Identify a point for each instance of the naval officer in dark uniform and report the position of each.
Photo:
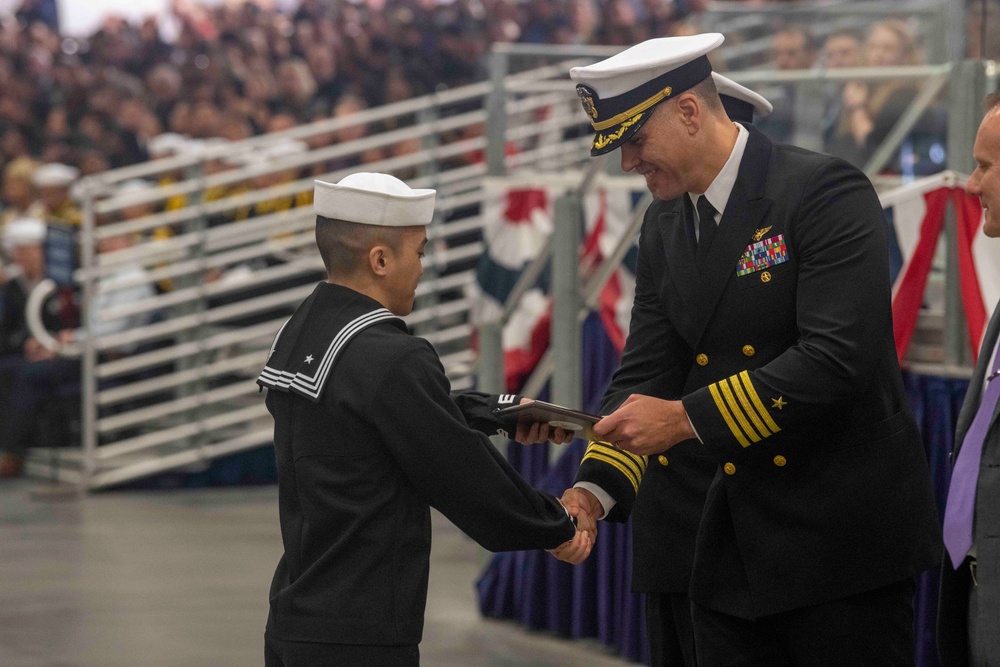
(760, 438)
(368, 439)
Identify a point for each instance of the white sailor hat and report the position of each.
(23, 231)
(740, 102)
(618, 93)
(55, 174)
(374, 199)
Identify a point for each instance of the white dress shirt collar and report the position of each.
(722, 187)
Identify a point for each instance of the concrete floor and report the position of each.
(143, 579)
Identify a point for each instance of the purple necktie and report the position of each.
(958, 514)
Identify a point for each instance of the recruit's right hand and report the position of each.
(576, 550)
(585, 506)
(535, 432)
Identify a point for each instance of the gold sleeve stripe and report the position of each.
(747, 407)
(629, 475)
(636, 463)
(752, 393)
(734, 408)
(724, 411)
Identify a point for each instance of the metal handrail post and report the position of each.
(88, 370)
(496, 123)
(567, 300)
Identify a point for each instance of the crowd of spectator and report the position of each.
(71, 107)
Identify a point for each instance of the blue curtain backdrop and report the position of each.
(594, 599)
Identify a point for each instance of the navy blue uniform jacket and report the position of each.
(367, 440)
(811, 482)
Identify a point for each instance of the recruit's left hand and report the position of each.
(645, 425)
(530, 434)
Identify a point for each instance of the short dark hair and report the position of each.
(344, 245)
(706, 91)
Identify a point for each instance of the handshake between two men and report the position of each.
(642, 425)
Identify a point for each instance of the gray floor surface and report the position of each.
(137, 579)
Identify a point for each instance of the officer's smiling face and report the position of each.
(404, 269)
(985, 180)
(658, 152)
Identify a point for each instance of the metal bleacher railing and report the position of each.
(179, 391)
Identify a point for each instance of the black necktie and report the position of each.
(706, 228)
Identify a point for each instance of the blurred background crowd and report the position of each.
(204, 74)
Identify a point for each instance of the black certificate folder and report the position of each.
(553, 415)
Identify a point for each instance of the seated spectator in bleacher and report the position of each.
(871, 110)
(29, 372)
(53, 182)
(842, 48)
(130, 284)
(792, 48)
(348, 106)
(18, 198)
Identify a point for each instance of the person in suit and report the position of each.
(969, 605)
(368, 439)
(759, 437)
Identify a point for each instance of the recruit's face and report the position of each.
(659, 152)
(404, 269)
(985, 180)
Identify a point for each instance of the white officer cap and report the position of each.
(374, 199)
(740, 102)
(619, 92)
(55, 174)
(23, 231)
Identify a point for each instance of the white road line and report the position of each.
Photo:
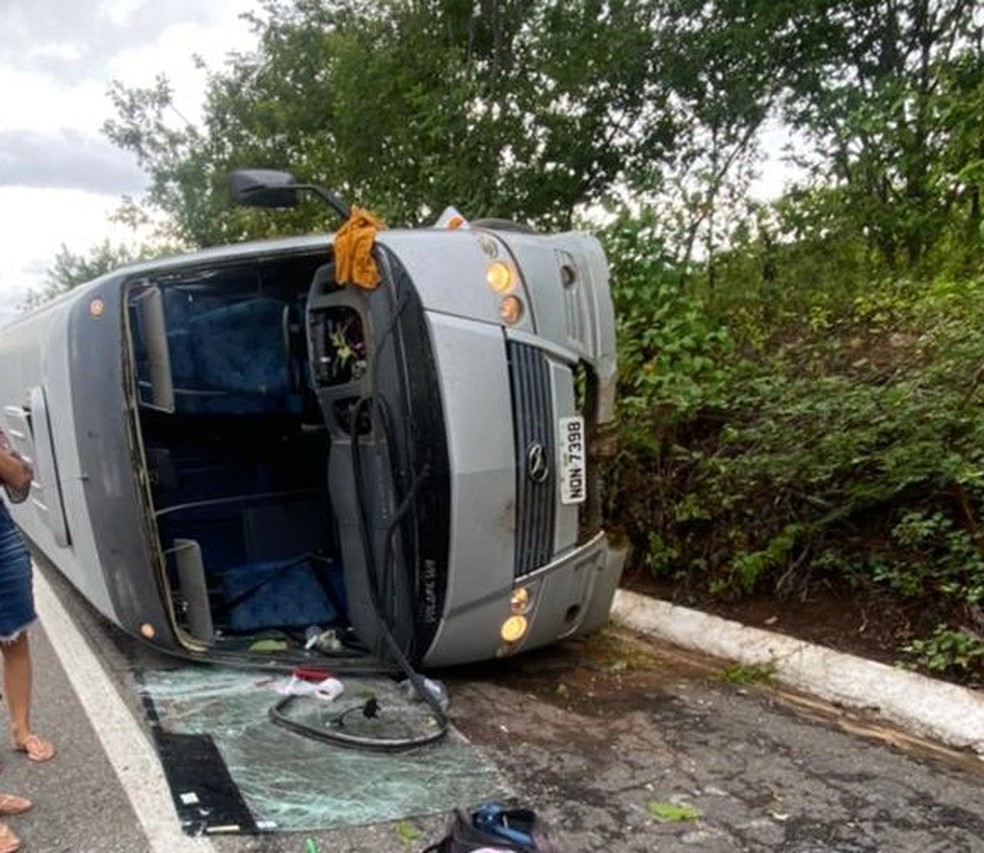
(128, 749)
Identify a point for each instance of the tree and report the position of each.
(530, 110)
(870, 88)
(70, 270)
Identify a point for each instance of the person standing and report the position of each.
(17, 609)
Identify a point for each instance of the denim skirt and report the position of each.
(16, 581)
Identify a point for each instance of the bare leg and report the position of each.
(17, 688)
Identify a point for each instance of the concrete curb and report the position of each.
(934, 709)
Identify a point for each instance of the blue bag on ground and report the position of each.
(493, 827)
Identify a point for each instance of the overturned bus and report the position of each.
(233, 446)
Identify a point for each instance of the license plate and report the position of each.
(573, 459)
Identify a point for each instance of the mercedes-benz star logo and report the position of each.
(536, 463)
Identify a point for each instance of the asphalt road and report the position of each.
(620, 744)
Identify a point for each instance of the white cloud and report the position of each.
(60, 179)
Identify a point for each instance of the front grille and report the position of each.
(535, 457)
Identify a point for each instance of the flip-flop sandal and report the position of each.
(36, 749)
(11, 804)
(9, 843)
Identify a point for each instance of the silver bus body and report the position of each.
(230, 447)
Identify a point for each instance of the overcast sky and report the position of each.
(59, 177)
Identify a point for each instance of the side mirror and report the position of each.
(264, 188)
(270, 188)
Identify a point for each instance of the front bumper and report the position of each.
(571, 595)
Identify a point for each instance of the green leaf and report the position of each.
(672, 812)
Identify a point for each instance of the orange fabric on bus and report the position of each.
(354, 263)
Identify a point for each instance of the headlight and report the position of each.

....

> **Work to complete**
Print each line from the one containing "Identify a point for each instance of the white road" through the last line of the listing, both included, exactly and with no pictures.

> **Task solution**
Identify a point for each instance of the white road line and report the position of each.
Photo:
(128, 749)
Identify a point for each instance of the tree and report the position of each.
(530, 110)
(870, 88)
(70, 270)
Identify a point for each instance of the person standing and report the position of each.
(17, 609)
Identify a point for each instance of the denim skirt and report the position of each.
(16, 581)
Identify a point for each instance of the bare leg and report the position of each.
(17, 688)
Identify a point for each instance of the concrete curb and report the position of each.
(934, 709)
Identify a point for each instance of the blue bag on ground and report the position of each.
(493, 827)
Identify a point for each instance of the overturned bus and report the position of each.
(233, 446)
Identify a point for each instance of the license plate and report the position of each.
(573, 459)
Identify a point for each instance of the mercedes-benz star logo and report the position of each.
(536, 463)
Identify a point for each instance of the asphalt road and report the position of each.
(620, 744)
Identify a point for each instance of the white cloud and report the position of each.
(60, 179)
Identify a point for each instance of the front grille and report the position of each.
(535, 457)
Identify a point for each instance of the flip-flop sandal and report the position of each.
(36, 749)
(11, 804)
(9, 843)
Identify a point for each instance of the silver bus body and report the position of each.
(230, 447)
Identify a point for each instance of the overcast sky and report the position of each.
(59, 177)
Identify a point for each instance of the side mirror and report the position of each.
(264, 188)
(270, 188)
Identify a point for each instance of the front bumper and report the position of each.
(571, 595)
Identify a point for each instance of the green leaf and report the position of each.
(672, 812)
Identify a point for each instance of the orange fabric on bus and report the position of each.
(354, 263)
Identify a point for each instance of the headlight and report the position of each.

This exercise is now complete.